— PROVIDED MATERIAL —
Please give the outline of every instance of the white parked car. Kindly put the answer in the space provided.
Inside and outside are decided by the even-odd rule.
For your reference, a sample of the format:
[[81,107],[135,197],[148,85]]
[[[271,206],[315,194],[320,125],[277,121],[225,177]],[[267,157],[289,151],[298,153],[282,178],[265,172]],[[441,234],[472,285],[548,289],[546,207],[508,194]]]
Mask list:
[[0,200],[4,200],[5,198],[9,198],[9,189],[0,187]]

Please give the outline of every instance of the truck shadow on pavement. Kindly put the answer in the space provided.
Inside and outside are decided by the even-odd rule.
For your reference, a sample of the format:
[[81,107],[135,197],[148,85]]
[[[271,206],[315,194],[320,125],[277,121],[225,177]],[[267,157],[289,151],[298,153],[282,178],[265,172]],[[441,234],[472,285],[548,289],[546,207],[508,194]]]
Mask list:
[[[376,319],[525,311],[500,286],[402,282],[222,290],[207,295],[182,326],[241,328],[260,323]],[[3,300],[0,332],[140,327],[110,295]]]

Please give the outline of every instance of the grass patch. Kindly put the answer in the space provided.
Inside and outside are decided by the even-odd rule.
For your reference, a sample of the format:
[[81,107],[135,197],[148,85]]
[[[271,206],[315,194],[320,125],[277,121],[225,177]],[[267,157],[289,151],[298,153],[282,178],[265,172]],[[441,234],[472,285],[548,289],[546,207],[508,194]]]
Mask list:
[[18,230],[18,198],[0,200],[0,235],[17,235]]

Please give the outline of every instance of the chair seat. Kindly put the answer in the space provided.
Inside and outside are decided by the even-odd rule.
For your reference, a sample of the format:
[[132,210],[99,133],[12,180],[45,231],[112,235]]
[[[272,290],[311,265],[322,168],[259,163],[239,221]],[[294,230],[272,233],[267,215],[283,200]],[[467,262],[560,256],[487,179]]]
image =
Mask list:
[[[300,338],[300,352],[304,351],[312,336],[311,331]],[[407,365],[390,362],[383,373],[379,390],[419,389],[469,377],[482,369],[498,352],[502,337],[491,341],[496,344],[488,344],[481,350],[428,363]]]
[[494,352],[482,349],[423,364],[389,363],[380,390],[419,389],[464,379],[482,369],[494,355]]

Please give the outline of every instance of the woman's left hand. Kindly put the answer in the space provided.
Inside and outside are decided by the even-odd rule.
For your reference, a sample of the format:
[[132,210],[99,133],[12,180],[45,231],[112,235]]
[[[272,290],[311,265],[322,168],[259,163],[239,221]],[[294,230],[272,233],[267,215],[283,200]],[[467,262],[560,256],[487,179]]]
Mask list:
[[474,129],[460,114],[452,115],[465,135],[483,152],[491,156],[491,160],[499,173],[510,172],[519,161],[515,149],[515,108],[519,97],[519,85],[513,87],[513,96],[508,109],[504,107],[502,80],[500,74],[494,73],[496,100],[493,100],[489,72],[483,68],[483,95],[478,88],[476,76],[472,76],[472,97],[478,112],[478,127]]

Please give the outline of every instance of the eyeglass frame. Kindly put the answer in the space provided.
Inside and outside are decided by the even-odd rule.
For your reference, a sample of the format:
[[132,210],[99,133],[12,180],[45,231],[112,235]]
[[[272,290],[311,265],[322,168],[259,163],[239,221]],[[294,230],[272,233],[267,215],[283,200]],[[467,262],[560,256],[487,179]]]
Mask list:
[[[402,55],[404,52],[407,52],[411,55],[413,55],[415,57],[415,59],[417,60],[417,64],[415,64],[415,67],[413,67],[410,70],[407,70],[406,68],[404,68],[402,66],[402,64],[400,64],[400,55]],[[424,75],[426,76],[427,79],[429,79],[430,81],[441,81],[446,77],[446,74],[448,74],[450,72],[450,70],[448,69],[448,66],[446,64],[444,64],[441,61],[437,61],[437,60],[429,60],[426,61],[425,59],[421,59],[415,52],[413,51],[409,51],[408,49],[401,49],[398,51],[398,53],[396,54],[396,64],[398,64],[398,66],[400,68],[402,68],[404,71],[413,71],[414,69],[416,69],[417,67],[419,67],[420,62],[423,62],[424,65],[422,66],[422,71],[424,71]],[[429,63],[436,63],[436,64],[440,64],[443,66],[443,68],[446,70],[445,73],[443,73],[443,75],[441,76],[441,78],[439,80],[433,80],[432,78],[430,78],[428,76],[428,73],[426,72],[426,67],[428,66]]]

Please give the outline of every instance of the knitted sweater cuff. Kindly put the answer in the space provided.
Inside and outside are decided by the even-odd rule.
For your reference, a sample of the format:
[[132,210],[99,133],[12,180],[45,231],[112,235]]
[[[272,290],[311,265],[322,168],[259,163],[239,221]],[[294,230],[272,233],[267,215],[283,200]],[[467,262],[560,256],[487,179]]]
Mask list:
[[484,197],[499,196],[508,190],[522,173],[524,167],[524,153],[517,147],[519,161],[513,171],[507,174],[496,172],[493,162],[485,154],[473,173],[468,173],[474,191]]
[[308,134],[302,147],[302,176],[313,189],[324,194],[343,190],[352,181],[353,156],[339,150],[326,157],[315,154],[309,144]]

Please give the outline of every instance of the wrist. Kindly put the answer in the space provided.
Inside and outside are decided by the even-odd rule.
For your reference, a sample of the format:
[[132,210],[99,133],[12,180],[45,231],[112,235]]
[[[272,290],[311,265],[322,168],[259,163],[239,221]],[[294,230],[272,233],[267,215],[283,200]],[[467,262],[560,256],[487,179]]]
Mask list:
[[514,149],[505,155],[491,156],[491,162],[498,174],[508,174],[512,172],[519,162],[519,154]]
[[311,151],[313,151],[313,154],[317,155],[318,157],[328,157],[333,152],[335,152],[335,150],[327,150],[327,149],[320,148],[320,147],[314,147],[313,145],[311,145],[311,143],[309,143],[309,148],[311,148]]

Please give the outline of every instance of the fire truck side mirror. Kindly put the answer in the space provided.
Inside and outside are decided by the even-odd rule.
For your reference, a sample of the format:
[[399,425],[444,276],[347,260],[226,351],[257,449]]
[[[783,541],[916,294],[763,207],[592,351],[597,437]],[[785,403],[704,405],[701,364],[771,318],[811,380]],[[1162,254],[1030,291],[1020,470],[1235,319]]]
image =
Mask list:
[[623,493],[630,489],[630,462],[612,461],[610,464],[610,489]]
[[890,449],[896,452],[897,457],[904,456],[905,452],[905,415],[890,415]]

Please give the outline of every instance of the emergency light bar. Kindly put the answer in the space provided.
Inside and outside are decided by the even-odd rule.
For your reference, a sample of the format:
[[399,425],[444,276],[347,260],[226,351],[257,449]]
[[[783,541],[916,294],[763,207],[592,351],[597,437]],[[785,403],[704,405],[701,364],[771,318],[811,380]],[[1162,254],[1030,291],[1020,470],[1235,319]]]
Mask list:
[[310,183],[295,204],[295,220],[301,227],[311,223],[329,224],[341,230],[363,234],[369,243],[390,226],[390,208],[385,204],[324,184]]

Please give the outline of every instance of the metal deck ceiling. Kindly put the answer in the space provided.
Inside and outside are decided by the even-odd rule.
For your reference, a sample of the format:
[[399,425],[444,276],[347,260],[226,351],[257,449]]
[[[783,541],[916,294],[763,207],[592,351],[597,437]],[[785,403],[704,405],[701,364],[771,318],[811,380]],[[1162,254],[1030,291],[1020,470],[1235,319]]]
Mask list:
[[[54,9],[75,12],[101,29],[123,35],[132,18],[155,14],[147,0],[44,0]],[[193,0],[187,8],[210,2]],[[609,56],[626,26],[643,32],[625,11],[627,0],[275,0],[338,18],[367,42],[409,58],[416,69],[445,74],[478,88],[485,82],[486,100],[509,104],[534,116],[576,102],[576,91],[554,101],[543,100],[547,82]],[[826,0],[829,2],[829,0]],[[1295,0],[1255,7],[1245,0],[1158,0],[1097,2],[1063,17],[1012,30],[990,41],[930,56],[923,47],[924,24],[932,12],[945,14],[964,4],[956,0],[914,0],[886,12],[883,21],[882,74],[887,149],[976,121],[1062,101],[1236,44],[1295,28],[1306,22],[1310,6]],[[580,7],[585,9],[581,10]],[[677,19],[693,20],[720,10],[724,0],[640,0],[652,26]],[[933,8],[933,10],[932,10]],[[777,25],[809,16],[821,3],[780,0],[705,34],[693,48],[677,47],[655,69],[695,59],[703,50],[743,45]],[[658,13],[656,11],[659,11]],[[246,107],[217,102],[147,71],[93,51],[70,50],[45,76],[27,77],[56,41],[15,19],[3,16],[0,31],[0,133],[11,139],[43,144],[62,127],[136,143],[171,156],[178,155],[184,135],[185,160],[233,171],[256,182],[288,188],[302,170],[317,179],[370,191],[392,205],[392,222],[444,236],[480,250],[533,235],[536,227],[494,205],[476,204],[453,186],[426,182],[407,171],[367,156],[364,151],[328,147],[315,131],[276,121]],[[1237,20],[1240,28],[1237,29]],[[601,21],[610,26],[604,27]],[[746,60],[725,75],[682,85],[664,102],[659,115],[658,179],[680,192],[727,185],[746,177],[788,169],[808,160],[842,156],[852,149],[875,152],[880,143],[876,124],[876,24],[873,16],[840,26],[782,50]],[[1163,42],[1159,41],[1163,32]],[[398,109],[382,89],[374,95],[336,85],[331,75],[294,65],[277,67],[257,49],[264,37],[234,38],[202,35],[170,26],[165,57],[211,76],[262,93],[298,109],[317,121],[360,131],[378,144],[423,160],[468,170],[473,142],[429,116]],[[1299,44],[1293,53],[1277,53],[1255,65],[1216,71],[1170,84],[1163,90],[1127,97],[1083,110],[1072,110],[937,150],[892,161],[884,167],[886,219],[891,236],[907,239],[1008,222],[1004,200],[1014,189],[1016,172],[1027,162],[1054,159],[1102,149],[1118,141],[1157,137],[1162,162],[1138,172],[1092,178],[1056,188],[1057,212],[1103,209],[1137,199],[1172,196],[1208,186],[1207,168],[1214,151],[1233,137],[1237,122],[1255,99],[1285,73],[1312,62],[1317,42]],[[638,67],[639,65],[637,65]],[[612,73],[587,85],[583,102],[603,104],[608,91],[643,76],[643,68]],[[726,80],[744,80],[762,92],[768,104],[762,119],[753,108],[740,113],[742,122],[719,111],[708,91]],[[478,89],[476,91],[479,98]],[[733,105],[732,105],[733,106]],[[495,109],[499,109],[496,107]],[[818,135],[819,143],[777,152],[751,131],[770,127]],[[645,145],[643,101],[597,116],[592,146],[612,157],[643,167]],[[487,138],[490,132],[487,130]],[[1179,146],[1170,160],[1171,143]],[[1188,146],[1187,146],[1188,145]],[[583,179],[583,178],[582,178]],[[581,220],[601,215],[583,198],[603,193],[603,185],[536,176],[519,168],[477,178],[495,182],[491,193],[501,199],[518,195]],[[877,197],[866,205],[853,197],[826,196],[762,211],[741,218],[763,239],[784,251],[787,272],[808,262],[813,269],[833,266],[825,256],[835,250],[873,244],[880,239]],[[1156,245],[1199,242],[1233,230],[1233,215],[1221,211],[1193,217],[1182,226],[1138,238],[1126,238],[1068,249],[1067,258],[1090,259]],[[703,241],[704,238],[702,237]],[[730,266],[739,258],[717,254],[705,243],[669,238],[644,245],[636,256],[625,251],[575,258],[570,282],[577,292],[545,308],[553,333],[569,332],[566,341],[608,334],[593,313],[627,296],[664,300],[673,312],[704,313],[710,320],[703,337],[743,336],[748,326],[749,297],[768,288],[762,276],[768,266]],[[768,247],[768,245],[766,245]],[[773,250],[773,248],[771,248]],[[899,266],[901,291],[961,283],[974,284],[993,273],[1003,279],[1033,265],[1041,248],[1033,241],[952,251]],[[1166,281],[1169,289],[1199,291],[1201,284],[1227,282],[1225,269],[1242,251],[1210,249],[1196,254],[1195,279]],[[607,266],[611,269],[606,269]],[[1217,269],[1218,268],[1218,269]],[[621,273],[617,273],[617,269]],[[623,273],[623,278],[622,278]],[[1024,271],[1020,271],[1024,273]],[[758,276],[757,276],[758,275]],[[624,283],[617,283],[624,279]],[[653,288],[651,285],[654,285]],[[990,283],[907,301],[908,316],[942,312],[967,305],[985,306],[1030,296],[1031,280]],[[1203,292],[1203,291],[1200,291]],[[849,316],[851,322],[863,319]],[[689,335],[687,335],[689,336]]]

— TASK GOAL —
Keep only the lines of the listing that contain the word "give", and copy them.

— TASK OUTPUT —
Please give the outline of every instance of the white parked car. Kindly put the answer in the space provided.
Please give the outline of every instance of the truck shadow on pavement. Kindly put the answer in the space provided.
Please give the outline of every instance of the grass patch. Kindly put the answer in the space provided.
Please give the outline of every instance of the chair seat. Kindly put the answer in the space provided.
Please give the outline of every instance of the woman's left hand. Kindly put the answer in the space provided.
Please give the outline of every instance of the eyeglass frame. Kindly put the answer in the space provided.
Please give the outline of every instance of the knitted sweater cuff. Kindly put the answer in the space provided.
Please give the outline of every instance of the wrist. Kindly put the answer in the space provided.
Please give the outline of every instance of the fire truck side mirror. Kindly put the answer in the space provided.
Please give the outline of every instance of the emergency light bar. Kindly put the answer in the space provided.
Please give the outline of every instance of the metal deck ceiling. Kindly put the answer in the space provided.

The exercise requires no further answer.